*** Input records ***

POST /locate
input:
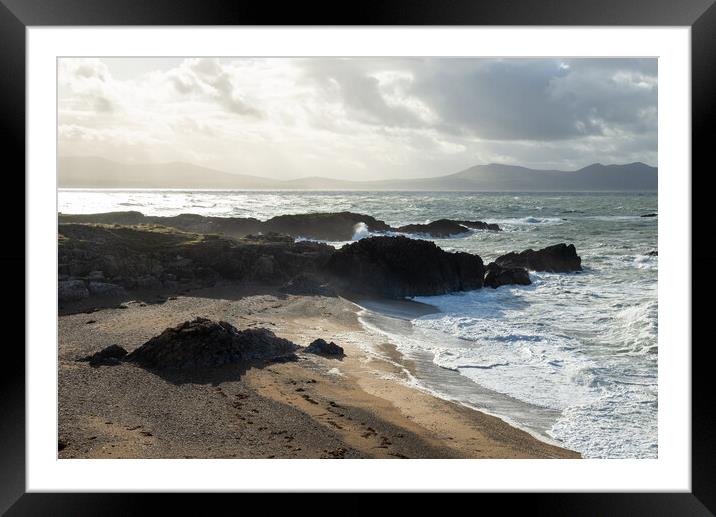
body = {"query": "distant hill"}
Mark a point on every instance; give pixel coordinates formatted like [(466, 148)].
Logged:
[(92, 172)]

*** End of Input records ***

Exercise details -
Write the material above out again exactly as it reads, but don't carry over the pictures.

Worked solution -
POST /locate
input:
body = {"query": "distant hill"}
Mark a point on every instance; give pixel coordinates formatted like [(466, 148)].
Logged:
[(92, 172)]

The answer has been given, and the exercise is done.